PROBLEM DETAILS: Could you set down exactly the lines in the records below between the line holding "mark: the green leaf, one point per instance" and the line holding "Query: green leaf", inclusive?

RECORDS FOR THIS TASK:
::::
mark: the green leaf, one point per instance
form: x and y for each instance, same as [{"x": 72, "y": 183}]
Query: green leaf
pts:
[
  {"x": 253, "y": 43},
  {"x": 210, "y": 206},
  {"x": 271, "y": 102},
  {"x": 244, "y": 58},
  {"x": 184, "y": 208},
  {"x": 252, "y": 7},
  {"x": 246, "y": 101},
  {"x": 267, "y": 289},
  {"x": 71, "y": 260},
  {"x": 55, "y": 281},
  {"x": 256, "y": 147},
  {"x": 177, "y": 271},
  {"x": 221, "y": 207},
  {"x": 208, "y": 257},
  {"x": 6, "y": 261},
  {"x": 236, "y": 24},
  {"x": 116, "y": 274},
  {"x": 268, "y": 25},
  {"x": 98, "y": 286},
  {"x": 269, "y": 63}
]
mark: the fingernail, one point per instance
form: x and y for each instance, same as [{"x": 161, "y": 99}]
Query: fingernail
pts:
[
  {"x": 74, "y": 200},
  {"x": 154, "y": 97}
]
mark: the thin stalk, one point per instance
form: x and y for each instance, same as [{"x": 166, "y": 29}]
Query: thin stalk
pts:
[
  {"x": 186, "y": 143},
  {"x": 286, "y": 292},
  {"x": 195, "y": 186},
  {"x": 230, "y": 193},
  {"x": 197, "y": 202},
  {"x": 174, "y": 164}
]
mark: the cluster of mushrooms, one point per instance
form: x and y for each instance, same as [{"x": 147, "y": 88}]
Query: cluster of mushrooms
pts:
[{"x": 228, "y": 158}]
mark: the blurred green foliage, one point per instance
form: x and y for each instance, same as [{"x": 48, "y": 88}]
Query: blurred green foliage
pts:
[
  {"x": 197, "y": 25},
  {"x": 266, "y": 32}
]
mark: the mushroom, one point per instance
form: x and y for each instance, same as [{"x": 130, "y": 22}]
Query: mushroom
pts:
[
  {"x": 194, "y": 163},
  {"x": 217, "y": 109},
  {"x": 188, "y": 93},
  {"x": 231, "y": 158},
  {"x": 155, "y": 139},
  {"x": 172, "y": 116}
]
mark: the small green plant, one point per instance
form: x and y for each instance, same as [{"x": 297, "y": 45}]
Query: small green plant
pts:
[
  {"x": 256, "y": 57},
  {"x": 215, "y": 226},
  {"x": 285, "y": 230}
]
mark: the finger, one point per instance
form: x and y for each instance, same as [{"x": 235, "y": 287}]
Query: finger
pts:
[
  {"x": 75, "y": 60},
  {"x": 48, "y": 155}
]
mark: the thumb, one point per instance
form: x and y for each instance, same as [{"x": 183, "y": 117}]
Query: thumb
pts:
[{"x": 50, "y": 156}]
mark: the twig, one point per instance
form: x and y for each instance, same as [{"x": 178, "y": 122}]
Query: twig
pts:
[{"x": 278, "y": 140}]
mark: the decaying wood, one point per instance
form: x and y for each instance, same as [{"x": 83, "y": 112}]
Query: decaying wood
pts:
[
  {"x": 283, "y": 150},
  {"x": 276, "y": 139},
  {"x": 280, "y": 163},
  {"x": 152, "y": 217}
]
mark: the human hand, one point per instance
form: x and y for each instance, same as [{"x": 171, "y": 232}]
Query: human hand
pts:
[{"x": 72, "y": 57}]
::::
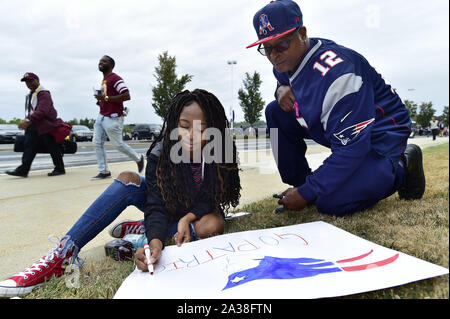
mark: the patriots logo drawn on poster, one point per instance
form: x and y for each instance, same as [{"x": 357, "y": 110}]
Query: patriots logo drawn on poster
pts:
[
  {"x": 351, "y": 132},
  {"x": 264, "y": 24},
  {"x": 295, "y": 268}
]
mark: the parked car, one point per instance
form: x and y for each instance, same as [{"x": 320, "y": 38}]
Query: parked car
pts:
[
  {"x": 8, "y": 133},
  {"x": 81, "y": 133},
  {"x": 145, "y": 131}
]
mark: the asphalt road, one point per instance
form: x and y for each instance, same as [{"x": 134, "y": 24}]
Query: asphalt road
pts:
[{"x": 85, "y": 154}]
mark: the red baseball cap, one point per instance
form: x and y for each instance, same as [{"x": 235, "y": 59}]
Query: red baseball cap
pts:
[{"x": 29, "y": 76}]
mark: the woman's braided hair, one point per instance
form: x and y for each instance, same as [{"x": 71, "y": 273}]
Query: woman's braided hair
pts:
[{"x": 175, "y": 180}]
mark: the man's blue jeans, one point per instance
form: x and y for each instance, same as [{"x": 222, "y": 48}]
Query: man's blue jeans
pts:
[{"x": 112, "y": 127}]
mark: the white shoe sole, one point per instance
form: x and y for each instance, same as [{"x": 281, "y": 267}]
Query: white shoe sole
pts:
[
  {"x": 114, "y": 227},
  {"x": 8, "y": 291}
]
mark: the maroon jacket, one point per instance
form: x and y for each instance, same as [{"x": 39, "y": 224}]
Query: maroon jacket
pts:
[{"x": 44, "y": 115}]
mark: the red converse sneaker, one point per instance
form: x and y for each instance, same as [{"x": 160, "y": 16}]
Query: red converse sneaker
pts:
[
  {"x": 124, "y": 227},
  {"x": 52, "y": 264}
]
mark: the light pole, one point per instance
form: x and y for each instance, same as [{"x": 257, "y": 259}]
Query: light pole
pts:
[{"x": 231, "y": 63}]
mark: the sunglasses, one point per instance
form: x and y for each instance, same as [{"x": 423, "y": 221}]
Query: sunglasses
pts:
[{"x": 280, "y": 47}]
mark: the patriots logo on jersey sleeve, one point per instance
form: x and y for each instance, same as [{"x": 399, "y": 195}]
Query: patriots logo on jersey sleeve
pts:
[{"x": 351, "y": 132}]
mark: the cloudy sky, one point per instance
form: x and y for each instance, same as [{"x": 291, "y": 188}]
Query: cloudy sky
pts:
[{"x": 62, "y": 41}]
::::
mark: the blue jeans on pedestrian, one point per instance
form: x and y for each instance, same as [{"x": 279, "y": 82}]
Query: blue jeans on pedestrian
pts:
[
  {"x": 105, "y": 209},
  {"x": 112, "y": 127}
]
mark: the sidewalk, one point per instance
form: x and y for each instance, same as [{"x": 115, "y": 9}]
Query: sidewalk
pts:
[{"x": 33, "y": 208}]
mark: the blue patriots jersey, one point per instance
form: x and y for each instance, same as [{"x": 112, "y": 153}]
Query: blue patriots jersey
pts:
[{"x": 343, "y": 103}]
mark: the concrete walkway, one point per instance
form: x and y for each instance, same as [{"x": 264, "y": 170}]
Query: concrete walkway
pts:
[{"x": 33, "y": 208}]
::::
RESULT OF THIS EXERCISE:
mark: the green leaf, one point per instance
form: x and y for each instance, same as [{"x": 72, "y": 183}]
Query: green leaf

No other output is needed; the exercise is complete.